§ Description of the task:
Each line of the material must be returned exactly.
▼
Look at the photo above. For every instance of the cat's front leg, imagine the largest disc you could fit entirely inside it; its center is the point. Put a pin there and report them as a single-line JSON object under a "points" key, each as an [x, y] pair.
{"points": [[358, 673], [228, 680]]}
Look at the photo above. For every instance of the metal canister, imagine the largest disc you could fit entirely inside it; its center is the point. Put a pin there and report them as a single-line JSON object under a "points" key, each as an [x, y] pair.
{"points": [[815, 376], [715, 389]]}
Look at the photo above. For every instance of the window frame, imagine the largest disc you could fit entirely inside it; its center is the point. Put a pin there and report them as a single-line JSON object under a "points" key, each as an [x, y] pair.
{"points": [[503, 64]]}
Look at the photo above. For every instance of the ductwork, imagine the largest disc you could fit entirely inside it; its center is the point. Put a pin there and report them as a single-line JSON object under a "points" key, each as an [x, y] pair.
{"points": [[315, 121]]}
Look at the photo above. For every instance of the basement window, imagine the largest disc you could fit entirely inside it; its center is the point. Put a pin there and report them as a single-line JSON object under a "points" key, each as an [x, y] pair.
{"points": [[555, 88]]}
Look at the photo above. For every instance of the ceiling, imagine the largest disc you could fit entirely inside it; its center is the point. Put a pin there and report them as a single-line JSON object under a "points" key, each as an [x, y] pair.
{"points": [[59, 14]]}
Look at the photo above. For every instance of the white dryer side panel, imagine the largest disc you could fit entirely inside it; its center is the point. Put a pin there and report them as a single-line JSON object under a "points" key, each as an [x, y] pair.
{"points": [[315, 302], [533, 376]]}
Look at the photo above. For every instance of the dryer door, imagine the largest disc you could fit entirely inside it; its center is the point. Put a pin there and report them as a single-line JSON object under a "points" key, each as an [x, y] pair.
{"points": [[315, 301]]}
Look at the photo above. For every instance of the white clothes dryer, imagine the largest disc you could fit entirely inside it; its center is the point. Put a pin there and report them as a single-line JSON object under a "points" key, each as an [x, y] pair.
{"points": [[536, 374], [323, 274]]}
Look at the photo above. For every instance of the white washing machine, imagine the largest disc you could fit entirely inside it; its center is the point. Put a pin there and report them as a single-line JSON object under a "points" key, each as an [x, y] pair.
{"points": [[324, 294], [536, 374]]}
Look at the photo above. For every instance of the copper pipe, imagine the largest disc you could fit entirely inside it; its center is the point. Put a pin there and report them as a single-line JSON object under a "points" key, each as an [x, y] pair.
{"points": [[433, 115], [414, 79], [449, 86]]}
▲
§ Solution to the problem:
Look at the photo above. For every instance of the cat's front leg, imagine the largest disc you could fit entirely inside it; its center is the point. Put a pin there and report them as a single-line JSON object under a "points" key, each as an [x, y] pair.
{"points": [[358, 673], [228, 680]]}
Look at the photo above. For every instance of the metal canister, imagine the largest disc you could fit entirely inside it; its center is the point. Put a pin there and report them as a single-line JSON object under a "points" key, each as an [x, y] pair.
{"points": [[815, 376], [715, 389]]}
Look at the photo above. For every instance of the window frame, imagine the largest disc you could fit entirely inside it; its center is the point. Put a pin there and report them as a single-line JSON object under a "points" key, each as an [x, y] pair.
{"points": [[503, 64]]}
Look at the photo above. For every instance of the ductwork, imagine the largest disc you could fit entirely inside it; its center is the point. Put a pin there and report them as a single-line JSON object under a "points" key, each as an [x, y] pair.
{"points": [[315, 121]]}
Look at the photo above. For every instance of the basement window, imagine the largest disc you could fit entirely inside it; its center is the point. Put a pin there and report them as a single-line JSON object under a "points" key, each as an [x, y] pair.
{"points": [[555, 88]]}
Look at the photo above. For every instance of the ceiling, imagine the largest disc you could fit entirely inside it; its center is the point. Put a pin there and report them as a single-line JSON object under a "points" key, each as an [x, y] pair.
{"points": [[59, 14]]}
Look at the photo above. For every instance of the white dryer side panel, imagine the largest disc you could fit entirely inside it; its center is the point. Put a pin there and report them as a single-line JSON object under a "points" key, each as an [x, y] pair.
{"points": [[315, 302], [533, 376]]}
Look at the photo above. For every instance of the dryer door, imagine the largest disc you could fit entirely inside it; its center is the point. Put a pin there and report them as a single-line JSON object under a "points" key, each as an [x, y] pair.
{"points": [[315, 301]]}
Look at the photo above. For every instance of the white clothes dryer, imagine the largest disc you could fit entirely inside it; its center is the point. Put a pin there and report them as a single-line JSON object under a "points" key, each as an [x, y] pair.
{"points": [[536, 374], [323, 274]]}
Look at the photo above. For every instance of the white washing machine, imagine the largest disc you could fit entirely inside it; its center is the point. Put a pin there and report them as a single-line JSON object under a "points" key, each as an [x, y] pair.
{"points": [[324, 294], [536, 374]]}
Look at the photo above. For every instance of the copper pipe, imagine the largest disc you could fit entirely inside it; its center is the point. Put a pin there and report them as a single-line JSON object under a "points" key, each as an [x, y] pair.
{"points": [[433, 115], [414, 79], [449, 86]]}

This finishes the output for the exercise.